[[ Task input open ]]
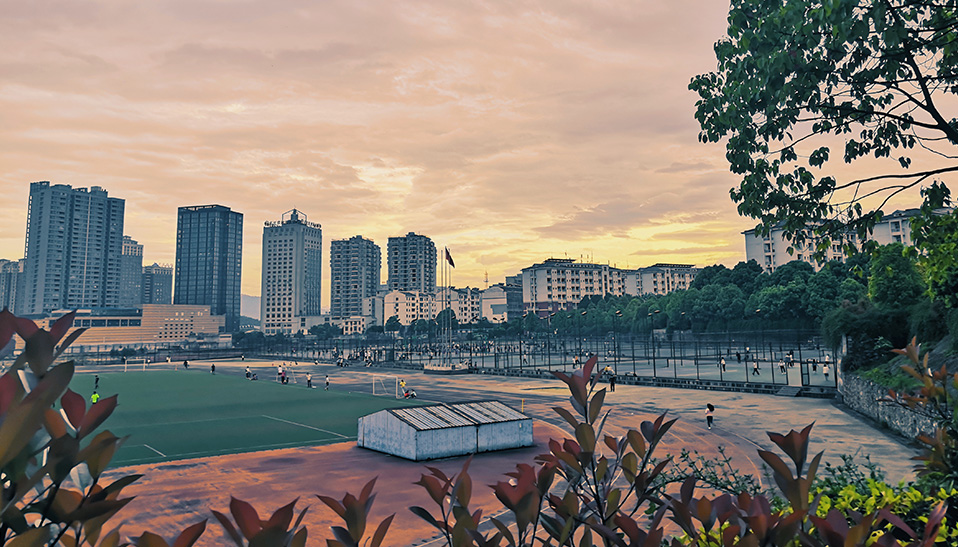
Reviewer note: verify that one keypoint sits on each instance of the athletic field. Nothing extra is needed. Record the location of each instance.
(173, 415)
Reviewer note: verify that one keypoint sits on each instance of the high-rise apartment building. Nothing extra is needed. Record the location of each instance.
(292, 273)
(771, 251)
(411, 263)
(209, 260)
(131, 273)
(354, 271)
(73, 246)
(11, 280)
(157, 284)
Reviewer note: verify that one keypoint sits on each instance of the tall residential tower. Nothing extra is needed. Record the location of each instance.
(157, 284)
(209, 251)
(131, 273)
(354, 271)
(292, 273)
(412, 263)
(73, 247)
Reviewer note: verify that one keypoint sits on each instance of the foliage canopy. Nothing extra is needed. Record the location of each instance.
(796, 78)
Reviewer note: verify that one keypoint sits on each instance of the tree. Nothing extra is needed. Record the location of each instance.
(796, 77)
(893, 280)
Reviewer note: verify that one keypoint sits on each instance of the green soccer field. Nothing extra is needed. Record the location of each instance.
(189, 414)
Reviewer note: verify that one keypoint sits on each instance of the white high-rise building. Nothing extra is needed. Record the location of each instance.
(561, 283)
(131, 274)
(411, 262)
(292, 273)
(354, 271)
(771, 251)
(73, 247)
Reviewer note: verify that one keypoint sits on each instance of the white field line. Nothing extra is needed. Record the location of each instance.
(304, 425)
(155, 450)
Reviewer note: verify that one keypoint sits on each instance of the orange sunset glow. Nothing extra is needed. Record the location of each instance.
(509, 132)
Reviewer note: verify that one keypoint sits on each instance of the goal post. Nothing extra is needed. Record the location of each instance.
(134, 361)
(386, 385)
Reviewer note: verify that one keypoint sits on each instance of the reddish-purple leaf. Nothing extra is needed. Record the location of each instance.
(246, 517)
(75, 408)
(381, 530)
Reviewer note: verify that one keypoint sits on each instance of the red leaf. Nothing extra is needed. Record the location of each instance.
(74, 407)
(8, 326)
(10, 386)
(246, 517)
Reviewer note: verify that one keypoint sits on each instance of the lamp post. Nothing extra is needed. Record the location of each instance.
(615, 342)
(649, 349)
(579, 340)
(550, 339)
(521, 332)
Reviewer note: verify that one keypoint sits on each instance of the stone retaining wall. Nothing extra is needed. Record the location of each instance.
(862, 396)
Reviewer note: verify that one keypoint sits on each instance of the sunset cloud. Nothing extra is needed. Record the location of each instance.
(509, 131)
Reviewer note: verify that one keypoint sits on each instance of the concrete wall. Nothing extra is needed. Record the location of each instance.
(503, 435)
(445, 443)
(863, 395)
(383, 432)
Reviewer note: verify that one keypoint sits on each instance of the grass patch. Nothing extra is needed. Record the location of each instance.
(173, 415)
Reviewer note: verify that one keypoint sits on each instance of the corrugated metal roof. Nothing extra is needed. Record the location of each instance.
(444, 416)
(489, 412)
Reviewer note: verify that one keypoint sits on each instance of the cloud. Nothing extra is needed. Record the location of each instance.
(509, 131)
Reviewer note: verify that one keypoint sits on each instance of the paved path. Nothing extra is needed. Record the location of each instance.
(175, 494)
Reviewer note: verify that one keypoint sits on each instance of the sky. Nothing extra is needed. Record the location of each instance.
(509, 132)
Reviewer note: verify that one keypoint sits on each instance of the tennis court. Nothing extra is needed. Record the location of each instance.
(172, 415)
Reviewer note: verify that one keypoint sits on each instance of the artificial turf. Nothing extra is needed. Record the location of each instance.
(173, 415)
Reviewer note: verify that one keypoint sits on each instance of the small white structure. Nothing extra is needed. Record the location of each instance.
(445, 430)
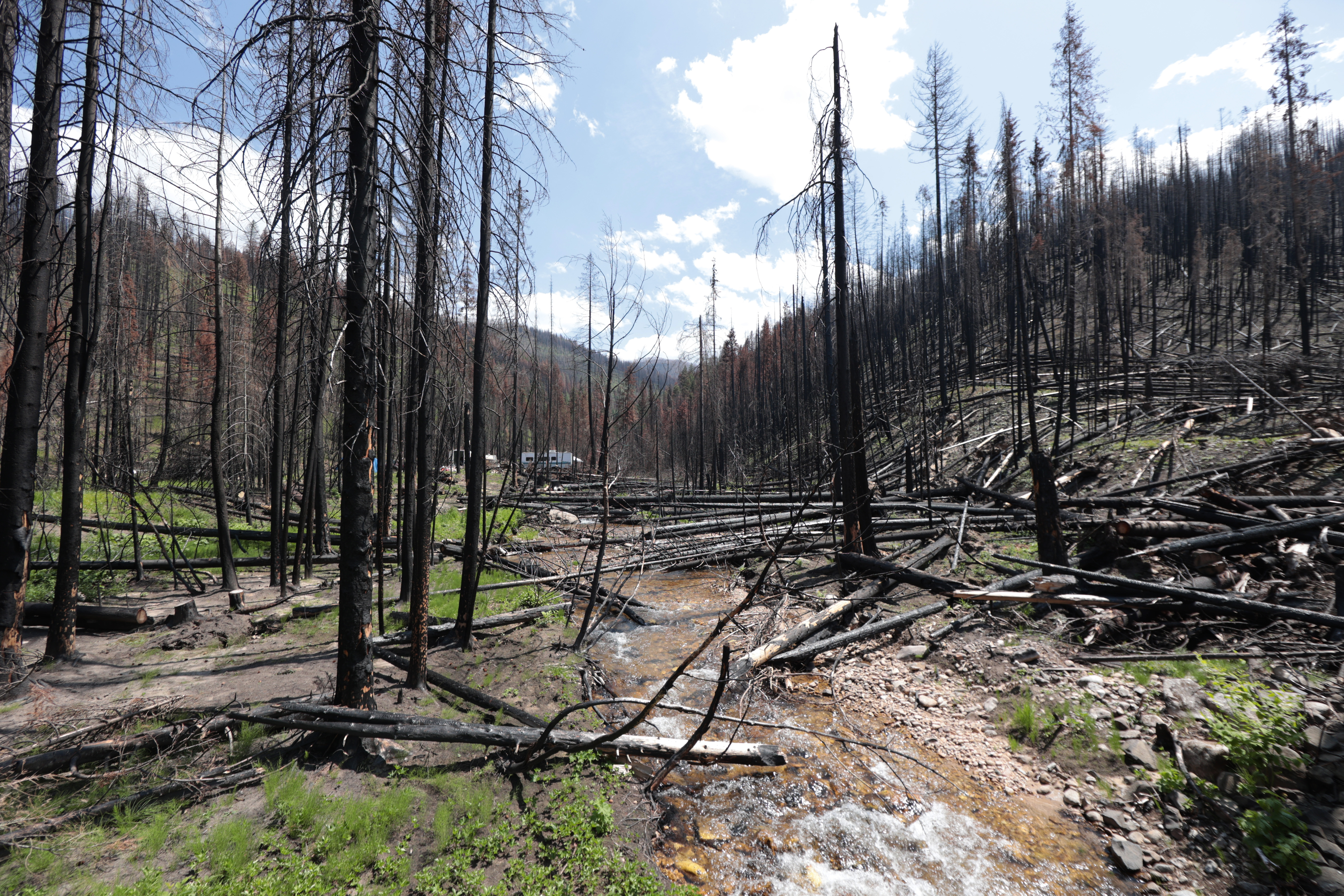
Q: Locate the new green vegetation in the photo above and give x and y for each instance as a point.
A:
(431, 832)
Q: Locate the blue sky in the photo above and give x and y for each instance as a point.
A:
(687, 121)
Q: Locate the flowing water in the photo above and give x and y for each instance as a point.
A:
(835, 821)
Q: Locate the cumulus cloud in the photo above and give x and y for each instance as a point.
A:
(642, 347)
(755, 119)
(593, 124)
(693, 229)
(1245, 57)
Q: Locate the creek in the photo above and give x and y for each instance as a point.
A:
(838, 820)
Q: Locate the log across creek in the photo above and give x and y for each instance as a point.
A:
(362, 723)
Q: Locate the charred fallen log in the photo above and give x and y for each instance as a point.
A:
(362, 723)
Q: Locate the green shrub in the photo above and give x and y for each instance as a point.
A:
(1276, 841)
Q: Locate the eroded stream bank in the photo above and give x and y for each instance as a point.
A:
(839, 819)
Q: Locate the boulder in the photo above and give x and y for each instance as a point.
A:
(1182, 696)
(1205, 759)
(1130, 856)
(1330, 882)
(1138, 753)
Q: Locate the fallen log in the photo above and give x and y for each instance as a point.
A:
(194, 563)
(1242, 536)
(1197, 655)
(456, 688)
(868, 632)
(745, 522)
(1062, 600)
(484, 623)
(338, 721)
(1224, 604)
(902, 574)
(97, 752)
(1167, 529)
(89, 616)
(806, 629)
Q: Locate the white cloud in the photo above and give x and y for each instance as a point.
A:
(592, 124)
(654, 346)
(693, 229)
(755, 115)
(1245, 57)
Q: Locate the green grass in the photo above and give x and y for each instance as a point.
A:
(558, 840)
(447, 577)
(1202, 671)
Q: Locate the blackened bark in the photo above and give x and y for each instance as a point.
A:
(279, 503)
(427, 242)
(355, 629)
(476, 453)
(1050, 536)
(854, 477)
(19, 459)
(217, 400)
(61, 630)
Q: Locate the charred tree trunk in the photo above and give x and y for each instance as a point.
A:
(355, 629)
(81, 328)
(476, 452)
(19, 459)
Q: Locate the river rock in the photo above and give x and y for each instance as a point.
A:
(1330, 882)
(694, 871)
(1131, 856)
(1206, 759)
(1116, 819)
(1139, 752)
(1183, 696)
(712, 829)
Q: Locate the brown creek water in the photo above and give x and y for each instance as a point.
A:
(835, 821)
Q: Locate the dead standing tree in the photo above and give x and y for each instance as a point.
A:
(19, 459)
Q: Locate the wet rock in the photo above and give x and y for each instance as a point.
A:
(1330, 883)
(1139, 753)
(1329, 848)
(1131, 856)
(694, 871)
(1183, 696)
(1206, 759)
(712, 831)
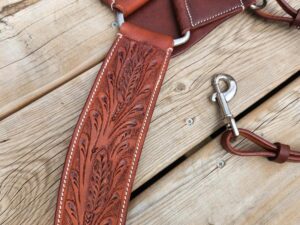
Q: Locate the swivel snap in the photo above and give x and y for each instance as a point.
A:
(223, 97)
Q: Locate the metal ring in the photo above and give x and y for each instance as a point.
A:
(177, 41)
(259, 6)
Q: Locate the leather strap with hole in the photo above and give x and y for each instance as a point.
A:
(276, 152)
(106, 145)
(176, 17)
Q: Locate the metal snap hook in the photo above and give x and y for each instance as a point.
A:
(223, 97)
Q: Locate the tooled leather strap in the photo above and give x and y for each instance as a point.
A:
(106, 145)
(294, 15)
(276, 152)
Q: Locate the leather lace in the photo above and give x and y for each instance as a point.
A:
(276, 152)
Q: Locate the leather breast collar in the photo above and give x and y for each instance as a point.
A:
(106, 145)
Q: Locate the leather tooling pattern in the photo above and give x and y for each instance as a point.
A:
(107, 141)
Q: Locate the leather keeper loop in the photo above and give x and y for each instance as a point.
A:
(283, 153)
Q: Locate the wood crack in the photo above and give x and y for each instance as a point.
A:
(13, 8)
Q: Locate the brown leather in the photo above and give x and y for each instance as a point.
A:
(276, 152)
(106, 145)
(175, 17)
(126, 6)
(293, 17)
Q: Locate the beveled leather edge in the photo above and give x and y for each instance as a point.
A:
(159, 40)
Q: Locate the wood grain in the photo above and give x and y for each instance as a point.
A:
(43, 44)
(248, 190)
(34, 140)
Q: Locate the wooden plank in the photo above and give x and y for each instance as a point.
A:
(46, 43)
(34, 140)
(248, 190)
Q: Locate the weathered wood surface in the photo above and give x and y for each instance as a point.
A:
(43, 44)
(46, 43)
(34, 140)
(248, 190)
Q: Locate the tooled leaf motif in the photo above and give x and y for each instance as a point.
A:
(109, 135)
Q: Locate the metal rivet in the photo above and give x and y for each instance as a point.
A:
(114, 24)
(189, 121)
(220, 164)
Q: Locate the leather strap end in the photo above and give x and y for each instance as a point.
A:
(283, 153)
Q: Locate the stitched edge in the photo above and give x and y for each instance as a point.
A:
(241, 5)
(78, 131)
(141, 135)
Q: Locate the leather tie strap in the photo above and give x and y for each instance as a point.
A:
(276, 152)
(294, 15)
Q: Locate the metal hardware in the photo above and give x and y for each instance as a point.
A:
(177, 41)
(221, 164)
(259, 6)
(222, 98)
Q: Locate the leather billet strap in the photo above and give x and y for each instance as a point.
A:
(106, 145)
(176, 17)
(276, 152)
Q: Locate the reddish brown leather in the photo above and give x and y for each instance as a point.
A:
(171, 17)
(293, 17)
(276, 152)
(106, 145)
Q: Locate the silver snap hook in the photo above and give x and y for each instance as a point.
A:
(223, 97)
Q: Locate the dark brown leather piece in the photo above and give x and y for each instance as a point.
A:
(276, 152)
(192, 14)
(293, 17)
(106, 145)
(171, 17)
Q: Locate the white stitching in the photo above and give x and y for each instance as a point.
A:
(241, 5)
(141, 134)
(80, 127)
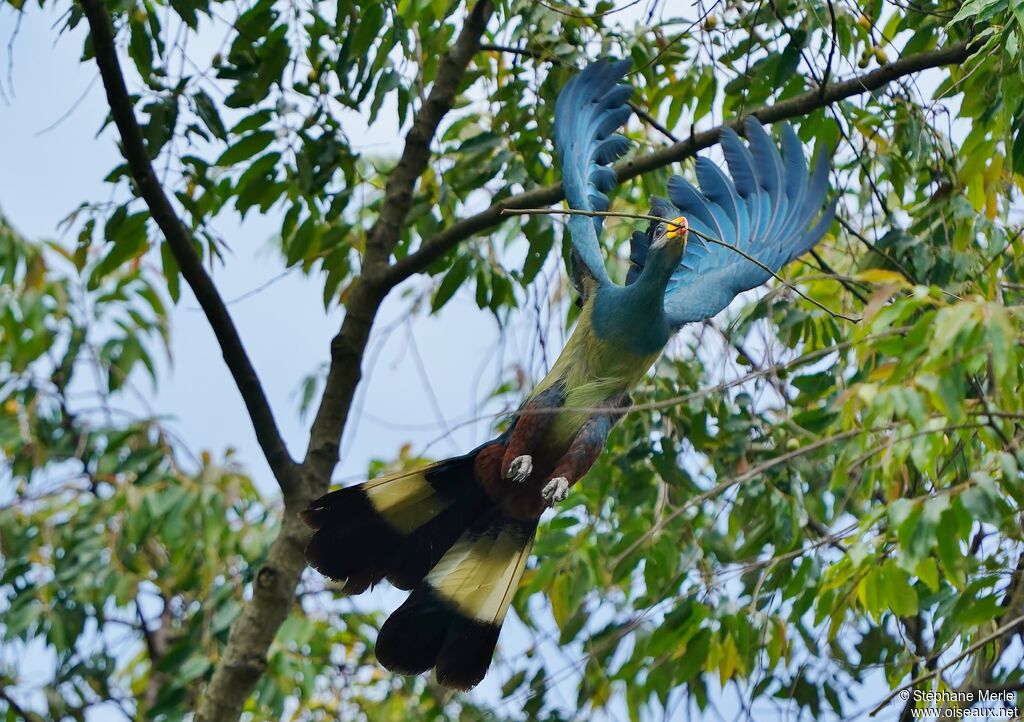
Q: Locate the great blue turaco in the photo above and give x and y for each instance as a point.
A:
(459, 533)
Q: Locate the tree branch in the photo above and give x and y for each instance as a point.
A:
(273, 590)
(180, 241)
(368, 292)
(435, 247)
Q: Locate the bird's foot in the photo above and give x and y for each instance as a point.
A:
(555, 491)
(520, 468)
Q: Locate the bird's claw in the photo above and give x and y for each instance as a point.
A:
(555, 491)
(520, 468)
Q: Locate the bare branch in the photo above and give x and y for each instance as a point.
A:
(180, 241)
(273, 590)
(437, 246)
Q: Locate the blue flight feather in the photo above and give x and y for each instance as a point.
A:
(589, 110)
(767, 208)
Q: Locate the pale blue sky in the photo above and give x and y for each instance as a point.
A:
(45, 172)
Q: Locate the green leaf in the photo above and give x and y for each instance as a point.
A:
(246, 147)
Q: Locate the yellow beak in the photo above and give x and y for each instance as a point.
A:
(678, 228)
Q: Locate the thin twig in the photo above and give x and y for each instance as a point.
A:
(998, 632)
(709, 239)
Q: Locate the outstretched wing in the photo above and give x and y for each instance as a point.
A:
(766, 211)
(589, 110)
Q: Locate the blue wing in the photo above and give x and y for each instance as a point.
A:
(588, 111)
(765, 210)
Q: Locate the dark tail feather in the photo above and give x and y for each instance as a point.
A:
(452, 621)
(396, 526)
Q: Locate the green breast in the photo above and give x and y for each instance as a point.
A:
(593, 368)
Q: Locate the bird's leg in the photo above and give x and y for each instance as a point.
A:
(517, 464)
(584, 451)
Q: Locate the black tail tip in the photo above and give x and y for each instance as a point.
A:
(426, 632)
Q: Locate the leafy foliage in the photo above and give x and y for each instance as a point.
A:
(799, 510)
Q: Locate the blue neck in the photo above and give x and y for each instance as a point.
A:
(634, 315)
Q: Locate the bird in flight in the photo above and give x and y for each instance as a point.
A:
(458, 533)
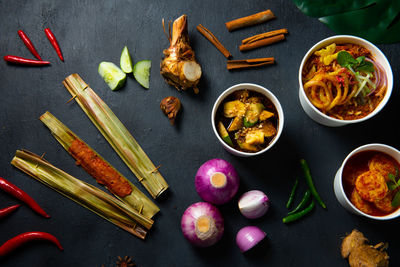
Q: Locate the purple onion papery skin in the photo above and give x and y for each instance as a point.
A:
(248, 237)
(207, 191)
(188, 223)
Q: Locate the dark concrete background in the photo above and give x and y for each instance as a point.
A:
(93, 31)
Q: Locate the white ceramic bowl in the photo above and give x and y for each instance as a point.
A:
(324, 119)
(256, 88)
(338, 182)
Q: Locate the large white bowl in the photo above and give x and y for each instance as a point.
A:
(338, 182)
(377, 54)
(256, 88)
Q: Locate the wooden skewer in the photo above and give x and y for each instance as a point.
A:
(72, 98)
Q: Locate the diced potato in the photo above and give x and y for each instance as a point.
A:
(236, 124)
(265, 115)
(247, 146)
(268, 129)
(254, 99)
(241, 95)
(224, 134)
(234, 108)
(254, 137)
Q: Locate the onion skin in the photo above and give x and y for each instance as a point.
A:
(248, 237)
(253, 204)
(190, 218)
(207, 191)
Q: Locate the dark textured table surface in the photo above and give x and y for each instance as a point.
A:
(93, 31)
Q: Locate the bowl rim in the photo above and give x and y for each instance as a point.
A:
(375, 49)
(267, 93)
(374, 147)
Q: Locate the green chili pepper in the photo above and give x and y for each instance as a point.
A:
(307, 176)
(303, 202)
(291, 197)
(298, 215)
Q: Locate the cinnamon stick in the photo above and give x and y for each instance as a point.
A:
(250, 20)
(211, 37)
(262, 42)
(249, 63)
(264, 35)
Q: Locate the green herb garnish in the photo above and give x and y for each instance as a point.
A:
(346, 60)
(393, 184)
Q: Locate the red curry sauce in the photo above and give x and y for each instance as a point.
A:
(361, 163)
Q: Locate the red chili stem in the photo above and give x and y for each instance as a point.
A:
(7, 211)
(21, 239)
(21, 195)
(29, 44)
(25, 61)
(54, 43)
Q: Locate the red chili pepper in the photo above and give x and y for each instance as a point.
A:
(21, 239)
(7, 211)
(54, 43)
(25, 61)
(29, 44)
(21, 195)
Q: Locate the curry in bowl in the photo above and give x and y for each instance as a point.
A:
(344, 81)
(247, 121)
(371, 182)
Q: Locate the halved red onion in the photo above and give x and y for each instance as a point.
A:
(248, 237)
(217, 181)
(202, 224)
(253, 204)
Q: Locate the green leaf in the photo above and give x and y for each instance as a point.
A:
(396, 200)
(345, 59)
(375, 20)
(366, 66)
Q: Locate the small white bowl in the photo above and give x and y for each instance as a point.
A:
(338, 182)
(251, 87)
(324, 119)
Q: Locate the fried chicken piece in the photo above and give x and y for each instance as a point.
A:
(371, 186)
(383, 164)
(360, 203)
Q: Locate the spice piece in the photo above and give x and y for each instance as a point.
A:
(7, 211)
(100, 170)
(13, 190)
(249, 63)
(262, 42)
(54, 43)
(264, 35)
(29, 44)
(25, 61)
(170, 106)
(310, 183)
(250, 20)
(211, 37)
(21, 239)
(179, 66)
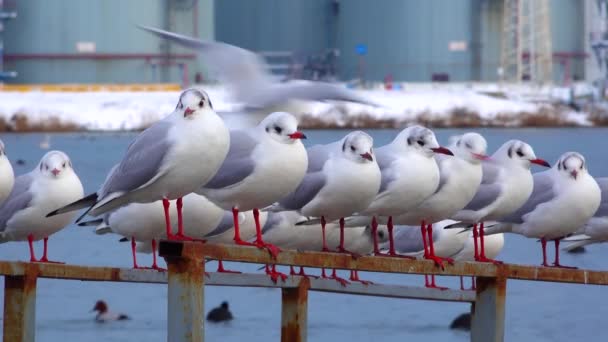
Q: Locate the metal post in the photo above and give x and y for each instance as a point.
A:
(185, 296)
(488, 311)
(19, 308)
(295, 312)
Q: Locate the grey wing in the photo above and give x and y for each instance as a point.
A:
(243, 71)
(306, 191)
(408, 239)
(225, 224)
(317, 157)
(387, 174)
(603, 209)
(142, 162)
(239, 163)
(19, 199)
(541, 192)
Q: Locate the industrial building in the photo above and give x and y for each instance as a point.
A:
(405, 40)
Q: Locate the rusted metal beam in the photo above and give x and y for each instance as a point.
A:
(294, 312)
(390, 265)
(185, 299)
(488, 311)
(19, 308)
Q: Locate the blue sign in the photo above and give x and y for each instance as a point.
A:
(361, 49)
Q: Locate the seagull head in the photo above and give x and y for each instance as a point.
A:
(358, 146)
(519, 152)
(55, 164)
(193, 102)
(470, 147)
(422, 139)
(282, 127)
(571, 165)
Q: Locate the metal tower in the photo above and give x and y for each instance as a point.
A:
(526, 42)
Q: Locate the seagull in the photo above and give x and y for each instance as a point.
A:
(563, 199)
(447, 242)
(246, 75)
(22, 216)
(104, 315)
(505, 186)
(494, 244)
(167, 161)
(409, 175)
(460, 176)
(7, 177)
(264, 164)
(596, 229)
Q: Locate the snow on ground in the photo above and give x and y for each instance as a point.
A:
(135, 110)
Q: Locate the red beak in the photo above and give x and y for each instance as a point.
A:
(540, 162)
(188, 111)
(297, 135)
(367, 156)
(443, 150)
(480, 156)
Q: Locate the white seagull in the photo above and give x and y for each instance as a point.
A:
(264, 164)
(167, 161)
(7, 177)
(505, 186)
(563, 199)
(23, 215)
(409, 175)
(460, 176)
(246, 75)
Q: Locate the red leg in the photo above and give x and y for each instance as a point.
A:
(221, 269)
(475, 241)
(133, 245)
(431, 256)
(44, 254)
(303, 274)
(556, 263)
(259, 242)
(391, 242)
(341, 248)
(543, 244)
(354, 276)
(237, 232)
(154, 264)
(274, 274)
(30, 241)
(323, 223)
(342, 281)
(482, 255)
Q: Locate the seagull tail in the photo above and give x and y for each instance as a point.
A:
(88, 201)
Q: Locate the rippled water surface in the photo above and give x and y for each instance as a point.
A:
(535, 311)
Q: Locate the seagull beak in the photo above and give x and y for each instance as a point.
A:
(297, 135)
(443, 150)
(188, 112)
(540, 162)
(367, 156)
(480, 156)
[[ Task input closed ]]
» Problem to solve:
Scan the material for the string "rock". Copy each line where it appears.

» Response box:
Q: Locate the river rock in the photo above and give x and y for each instance as a point.
Q: Locate the wet rock in the photo above and give x and y for each instance as a point.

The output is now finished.